> BRIEF
Below are some records; return each one exactly as written.

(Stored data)
::::::::::
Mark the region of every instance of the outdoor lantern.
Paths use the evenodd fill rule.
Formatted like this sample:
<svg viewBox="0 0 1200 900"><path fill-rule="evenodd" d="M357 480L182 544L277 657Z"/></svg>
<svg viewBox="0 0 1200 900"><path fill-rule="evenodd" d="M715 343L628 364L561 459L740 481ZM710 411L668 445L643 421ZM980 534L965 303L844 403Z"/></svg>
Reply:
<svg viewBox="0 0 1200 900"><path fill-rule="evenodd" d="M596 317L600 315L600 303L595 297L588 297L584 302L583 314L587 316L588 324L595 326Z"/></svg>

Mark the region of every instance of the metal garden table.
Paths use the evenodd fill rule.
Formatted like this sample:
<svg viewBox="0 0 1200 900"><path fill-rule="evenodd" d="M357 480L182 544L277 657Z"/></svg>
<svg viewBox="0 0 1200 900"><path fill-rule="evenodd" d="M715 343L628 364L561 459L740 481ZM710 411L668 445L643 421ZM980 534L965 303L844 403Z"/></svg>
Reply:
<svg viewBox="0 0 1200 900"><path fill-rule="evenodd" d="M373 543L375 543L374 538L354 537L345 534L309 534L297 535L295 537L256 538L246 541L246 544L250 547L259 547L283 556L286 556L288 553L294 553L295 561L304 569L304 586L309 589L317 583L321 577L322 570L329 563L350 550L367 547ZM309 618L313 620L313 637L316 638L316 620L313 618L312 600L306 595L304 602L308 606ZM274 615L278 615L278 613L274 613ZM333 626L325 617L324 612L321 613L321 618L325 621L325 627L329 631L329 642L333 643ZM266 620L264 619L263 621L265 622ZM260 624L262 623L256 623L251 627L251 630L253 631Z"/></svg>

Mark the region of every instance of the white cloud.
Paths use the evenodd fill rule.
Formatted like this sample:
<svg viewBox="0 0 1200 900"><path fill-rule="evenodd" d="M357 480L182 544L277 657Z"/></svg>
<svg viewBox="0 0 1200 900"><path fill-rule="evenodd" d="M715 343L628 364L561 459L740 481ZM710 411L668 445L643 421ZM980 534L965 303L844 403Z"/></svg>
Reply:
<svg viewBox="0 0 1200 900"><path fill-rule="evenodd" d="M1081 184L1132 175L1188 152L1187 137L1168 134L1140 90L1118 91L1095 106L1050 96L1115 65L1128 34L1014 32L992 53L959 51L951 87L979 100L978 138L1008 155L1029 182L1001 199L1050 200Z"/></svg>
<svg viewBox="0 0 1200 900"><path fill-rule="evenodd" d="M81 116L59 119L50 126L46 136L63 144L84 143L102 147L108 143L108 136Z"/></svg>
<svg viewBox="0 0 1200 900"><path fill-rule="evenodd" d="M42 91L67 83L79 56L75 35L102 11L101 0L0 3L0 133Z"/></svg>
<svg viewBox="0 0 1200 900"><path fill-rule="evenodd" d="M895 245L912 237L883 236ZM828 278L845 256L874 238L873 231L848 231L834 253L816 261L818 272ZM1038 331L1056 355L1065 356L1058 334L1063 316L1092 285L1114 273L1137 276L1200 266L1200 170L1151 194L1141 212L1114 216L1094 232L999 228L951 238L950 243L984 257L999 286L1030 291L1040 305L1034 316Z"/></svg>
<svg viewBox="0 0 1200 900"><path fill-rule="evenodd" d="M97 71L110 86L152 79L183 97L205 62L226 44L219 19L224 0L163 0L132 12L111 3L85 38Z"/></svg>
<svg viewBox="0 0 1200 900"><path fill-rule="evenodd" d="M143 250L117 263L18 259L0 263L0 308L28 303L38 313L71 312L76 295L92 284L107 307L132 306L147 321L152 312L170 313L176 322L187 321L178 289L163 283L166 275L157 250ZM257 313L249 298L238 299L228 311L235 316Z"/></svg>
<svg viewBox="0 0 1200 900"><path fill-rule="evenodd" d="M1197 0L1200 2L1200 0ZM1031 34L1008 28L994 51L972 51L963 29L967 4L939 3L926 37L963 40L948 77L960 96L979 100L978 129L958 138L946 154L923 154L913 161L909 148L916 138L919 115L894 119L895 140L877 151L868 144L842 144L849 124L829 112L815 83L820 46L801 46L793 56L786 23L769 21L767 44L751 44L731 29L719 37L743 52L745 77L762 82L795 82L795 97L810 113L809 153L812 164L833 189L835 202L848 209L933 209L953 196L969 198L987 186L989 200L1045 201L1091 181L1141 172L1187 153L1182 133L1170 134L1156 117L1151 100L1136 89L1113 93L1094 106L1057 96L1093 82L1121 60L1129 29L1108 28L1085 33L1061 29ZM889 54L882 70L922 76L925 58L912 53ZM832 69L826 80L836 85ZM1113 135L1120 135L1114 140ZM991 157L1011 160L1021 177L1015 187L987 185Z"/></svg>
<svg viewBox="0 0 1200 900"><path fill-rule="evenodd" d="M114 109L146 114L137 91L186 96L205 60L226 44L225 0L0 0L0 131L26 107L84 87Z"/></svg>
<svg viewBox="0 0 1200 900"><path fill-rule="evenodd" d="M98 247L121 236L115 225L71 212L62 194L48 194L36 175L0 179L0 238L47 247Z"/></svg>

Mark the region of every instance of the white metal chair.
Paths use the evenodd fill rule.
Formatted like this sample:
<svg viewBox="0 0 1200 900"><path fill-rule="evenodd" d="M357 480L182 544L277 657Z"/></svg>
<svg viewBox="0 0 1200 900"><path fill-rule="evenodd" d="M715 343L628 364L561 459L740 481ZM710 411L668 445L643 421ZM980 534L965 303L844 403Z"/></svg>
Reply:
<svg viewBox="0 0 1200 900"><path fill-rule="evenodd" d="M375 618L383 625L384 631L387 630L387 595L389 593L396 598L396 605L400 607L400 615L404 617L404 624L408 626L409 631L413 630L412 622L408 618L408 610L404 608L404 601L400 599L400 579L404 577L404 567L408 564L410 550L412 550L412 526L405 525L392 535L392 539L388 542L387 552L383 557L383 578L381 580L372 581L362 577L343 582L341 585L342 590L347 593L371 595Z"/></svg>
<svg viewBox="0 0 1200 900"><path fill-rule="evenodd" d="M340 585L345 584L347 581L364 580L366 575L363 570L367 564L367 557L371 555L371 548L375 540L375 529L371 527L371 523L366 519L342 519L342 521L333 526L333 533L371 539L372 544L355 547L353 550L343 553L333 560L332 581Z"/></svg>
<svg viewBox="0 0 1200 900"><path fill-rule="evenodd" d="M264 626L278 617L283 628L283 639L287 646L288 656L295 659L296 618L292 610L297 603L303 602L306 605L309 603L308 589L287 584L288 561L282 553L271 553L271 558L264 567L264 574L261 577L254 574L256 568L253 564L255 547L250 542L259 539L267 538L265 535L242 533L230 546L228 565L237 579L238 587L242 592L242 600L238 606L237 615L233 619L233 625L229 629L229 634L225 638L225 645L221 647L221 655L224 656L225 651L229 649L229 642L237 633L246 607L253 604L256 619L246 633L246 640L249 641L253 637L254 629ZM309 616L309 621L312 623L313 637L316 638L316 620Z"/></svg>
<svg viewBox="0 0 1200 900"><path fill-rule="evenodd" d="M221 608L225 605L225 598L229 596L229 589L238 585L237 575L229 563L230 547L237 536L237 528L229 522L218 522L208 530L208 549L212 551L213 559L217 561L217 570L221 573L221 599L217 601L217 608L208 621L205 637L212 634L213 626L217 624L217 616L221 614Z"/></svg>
::::::::::
> FINISHED EXERCISE
Mark the region of every instance of the outdoor lantern.
Paths use the evenodd fill rule.
Formatted like this sample:
<svg viewBox="0 0 1200 900"><path fill-rule="evenodd" d="M357 480L182 544L277 657Z"/></svg>
<svg viewBox="0 0 1200 900"><path fill-rule="evenodd" d="M715 343L628 364L561 459L740 481ZM710 411L668 445L643 421ZM980 534L965 303L844 403Z"/></svg>
Reply:
<svg viewBox="0 0 1200 900"><path fill-rule="evenodd" d="M596 317L600 315L600 303L595 297L588 297L584 302L583 314L587 316L588 324L595 326Z"/></svg>

Mark the region of every instance of the metal garden table.
Paths use the evenodd fill rule.
Formatted like this sample:
<svg viewBox="0 0 1200 900"><path fill-rule="evenodd" d="M357 480L182 544L277 657Z"/></svg>
<svg viewBox="0 0 1200 900"><path fill-rule="evenodd" d="M715 343L628 364L561 459L740 481ZM710 411L668 445L643 421ZM980 534L965 303L844 403Z"/></svg>
Reply:
<svg viewBox="0 0 1200 900"><path fill-rule="evenodd" d="M373 543L375 543L374 538L354 537L345 534L309 534L297 535L295 537L256 538L246 541L246 544L250 547L259 547L283 556L286 556L288 553L294 553L295 561L304 569L304 586L309 589L317 583L321 577L322 570L329 563L350 550L367 547ZM309 618L313 620L313 637L316 638L316 620L313 618L312 600L306 595L304 602L308 606ZM274 615L278 615L278 613L274 613ZM333 626L325 617L324 612L321 613L321 618L325 621L325 627L329 631L329 642L333 643ZM266 620L264 619L263 621L265 622ZM260 624L262 623L256 623L251 627L251 630L253 631Z"/></svg>

Mark the region of every instance of the white cloud.
Paths use the evenodd fill rule.
Formatted like this sample:
<svg viewBox="0 0 1200 900"><path fill-rule="evenodd" d="M357 480L182 544L277 657Z"/></svg>
<svg viewBox="0 0 1200 900"><path fill-rule="evenodd" d="M715 343L628 364L561 459L740 481ZM710 411L668 445L643 421ZM980 534L965 303L844 403Z"/></svg>
Reply:
<svg viewBox="0 0 1200 900"><path fill-rule="evenodd" d="M1081 184L1132 175L1188 152L1187 137L1168 134L1140 90L1118 91L1095 106L1050 96L1115 65L1128 34L1014 32L992 53L959 51L951 87L979 100L978 138L1008 155L1029 182L1001 199L1050 200Z"/></svg>
<svg viewBox="0 0 1200 900"><path fill-rule="evenodd" d="M81 116L59 119L50 126L46 136L63 144L84 143L102 147L108 143L108 136Z"/></svg>
<svg viewBox="0 0 1200 900"><path fill-rule="evenodd" d="M42 91L67 83L79 56L75 35L102 11L101 0L0 3L0 133Z"/></svg>
<svg viewBox="0 0 1200 900"><path fill-rule="evenodd" d="M895 245L912 237L883 236ZM828 278L845 256L874 238L873 231L848 231L834 253L816 261L818 272ZM1038 331L1056 355L1065 356L1058 334L1063 316L1092 285L1114 273L1137 276L1200 266L1200 170L1151 194L1141 212L1114 216L1094 232L999 228L951 238L950 243L984 257L999 286L1030 291L1040 305L1034 316Z"/></svg>
<svg viewBox="0 0 1200 900"><path fill-rule="evenodd" d="M97 71L110 86L152 79L183 97L205 62L226 44L219 19L224 0L163 0L132 12L111 3L85 38Z"/></svg>
<svg viewBox="0 0 1200 900"><path fill-rule="evenodd" d="M143 250L117 263L18 259L0 263L0 308L28 303L38 313L71 312L76 295L92 284L107 307L132 306L147 321L152 312L170 313L176 322L187 321L178 289L163 283L166 275L157 250ZM257 313L249 298L238 299L228 311L235 316Z"/></svg>
<svg viewBox="0 0 1200 900"><path fill-rule="evenodd" d="M1197 0L1200 2L1200 0ZM1031 34L1008 28L994 51L972 51L963 29L967 4L939 3L926 37L963 40L948 77L960 96L979 100L978 129L958 138L946 154L923 154L913 161L909 148L916 138L919 115L894 119L895 140L877 151L868 144L842 144L849 124L829 112L815 83L820 46L801 46L793 56L786 23L769 21L767 44L751 44L731 29L719 37L743 52L745 77L762 82L795 82L795 97L810 113L809 153L812 164L833 189L835 202L848 209L933 209L953 196L969 198L987 186L989 200L1045 201L1091 181L1141 172L1187 153L1182 133L1170 134L1156 117L1151 100L1136 89L1113 93L1094 106L1057 96L1093 82L1121 60L1129 29L1108 28L1085 33L1061 29ZM889 54L882 70L922 76L925 58L912 53ZM832 69L826 80L836 85ZM1113 135L1120 135L1114 140ZM991 157L1011 160L1021 177L1015 187L987 185Z"/></svg>
<svg viewBox="0 0 1200 900"><path fill-rule="evenodd" d="M114 109L146 114L137 91L186 96L205 60L226 44L225 0L0 0L0 131L26 107L84 87Z"/></svg>
<svg viewBox="0 0 1200 900"><path fill-rule="evenodd" d="M98 247L121 236L115 225L71 212L62 194L48 194L36 175L0 179L0 238L47 247Z"/></svg>

Mark the region of every instance of the white metal chair.
Paths use the evenodd fill rule.
Formatted like this sample:
<svg viewBox="0 0 1200 900"><path fill-rule="evenodd" d="M357 480L182 544L277 657Z"/></svg>
<svg viewBox="0 0 1200 900"><path fill-rule="evenodd" d="M715 343L628 364L561 459L740 481ZM710 411L668 445L643 421ZM980 534L965 303L844 403Z"/></svg>
Reply:
<svg viewBox="0 0 1200 900"><path fill-rule="evenodd" d="M375 618L383 625L384 631L387 630L387 595L389 593L396 598L396 605L400 607L400 615L404 617L404 624L408 626L409 631L413 630L412 622L408 618L408 610L404 608L404 601L400 599L400 579L404 577L404 567L408 564L410 550L412 550L412 526L405 525L392 535L392 539L388 542L387 552L383 557L383 578L381 580L372 581L362 577L343 582L341 585L342 590L347 593L371 595Z"/></svg>
<svg viewBox="0 0 1200 900"><path fill-rule="evenodd" d="M340 585L345 584L347 581L364 580L366 575L363 570L367 564L367 557L371 555L371 548L375 540L375 529L371 527L371 523L366 519L342 519L342 521L333 526L333 533L371 539L372 544L355 547L353 550L343 553L333 560L332 581Z"/></svg>
<svg viewBox="0 0 1200 900"><path fill-rule="evenodd" d="M264 626L278 617L283 628L283 639L287 646L288 656L295 659L296 618L292 610L297 603L303 602L306 605L309 603L308 589L287 584L288 561L282 553L271 553L271 558L264 567L264 574L261 577L254 574L256 568L253 564L255 547L250 542L259 539L267 538L265 535L242 533L230 546L228 565L237 579L238 587L242 592L242 600L238 606L237 615L233 619L233 625L229 629L229 634L225 638L225 645L221 647L221 655L224 656L225 651L229 649L229 642L237 633L246 607L253 604L256 619L246 633L246 640L249 641L253 637L254 629ZM309 616L309 621L312 623L313 637L316 638L316 620Z"/></svg>
<svg viewBox="0 0 1200 900"><path fill-rule="evenodd" d="M221 608L225 605L225 598L229 596L229 589L238 585L237 575L229 563L230 547L237 536L237 528L229 522L218 522L208 530L208 549L212 551L213 559L217 561L217 570L221 573L221 599L217 601L217 608L208 621L205 637L212 634L213 626L217 624L217 616L221 614Z"/></svg>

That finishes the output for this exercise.